SELECTED EXTRACT:
## Start
Enable binary logging on a MySQL primary, create a replication user, seed the replica from a consistent dump, point it at the primary, and verify the IO and SQL threads are running with low lag.

Difficulty
Intermediate
Duration
50 minutes
Steps
6

What and why

MySQL replication streams changes from a primary server to one or more replicas using the binary log. Replicas serve read traffic and act as warm standbys. This tutorial sets up classic binlog-position replication; GTID-based replication is a recommended evolution once this works.

Prerequisites

  • Two MySQL 8 servers that can reach each other on port 3306.
  • Administrative accounts on both.
  • A maintenance window or a consistent snapshot method for the initial data copy.

Steps

1. Enable binary logging on the primary

In the primary's my.cnf:

[mysqld]
server-id = 1
log_bin = mysql-bin
binlog_format = ROW

Restart MySQL to apply.

2. Create a replication user

CREATE USER 'repl'@'%' IDENTIFIED BY 'strong-secret';
GRANT REPLICATION SLAVE ON *.* TO 'repl'@'%';
FLUSH PRIVILEGES;

3. Capture the primary position

Lock briefly, record the position, and take a dump:

FLUSH TABLES WITH READ LOCK;
SHOW MASTER STATUS;  -- note File and Position

In another session: mysqldump --all-databases --single-transaction > dump.sql, then UNLOCK TABLES;. Load the dump into the replica.

4. Configure the replica

In the replica's my.cnf set a unique id:

[mysqld]
server-id = 2
relay_log = relay-bin
read_only = ON

Restart MySQL.
## End
SOURCE EXCERPT:
## Start
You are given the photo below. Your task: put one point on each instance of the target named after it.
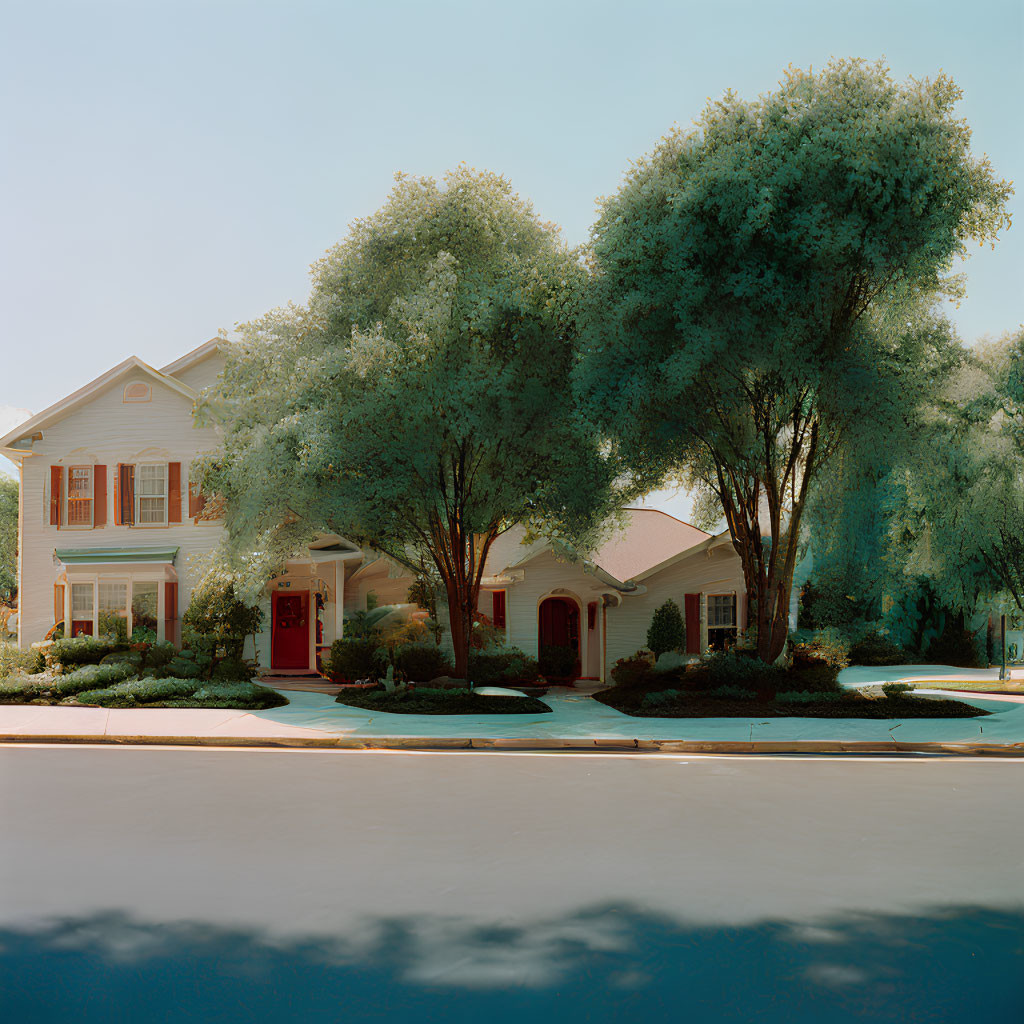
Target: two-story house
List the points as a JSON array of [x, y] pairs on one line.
[[112, 524]]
## End
TASK LIST:
A - Shorten the paragraph beginning "MySQL replication streams changes" in the MySQL replication tutorial into a bulleted list, keeping its main facts.
B - In the MySQL replication tutorial, update everything from "CREATE USER 'repl'@'%'" down to "into the replica.", replacing "session" with "terminal".

ANSWERS:
A -
- MySQL replication uses the binary log to send changes from a primary server to one or more replicas.
- Replicas handle read traffic and serve as warm standbys.
- The tutorial sets up classic binlog-position replication.
- GTID-based replication is recommended as the next step once this works.

B -
CREATE USER 'repl'@'%' IDENTIFIED BY 'strong-secret';
GRANT REPLICATION SLAVE ON *.* TO 'repl'@'%';
FLUSH PRIVILEGES;

3. Capture the primary position

Lock briefly, record the position, and take a dump:

FLUSH TABLES WITH READ LOCK;
SHOW MASTER STATUS;  -- note File and Position

In another terminal: mysqldump --all-databases --single-transaction > dump.sql, then UNLOCK TABLES;. Load the dump into the replica.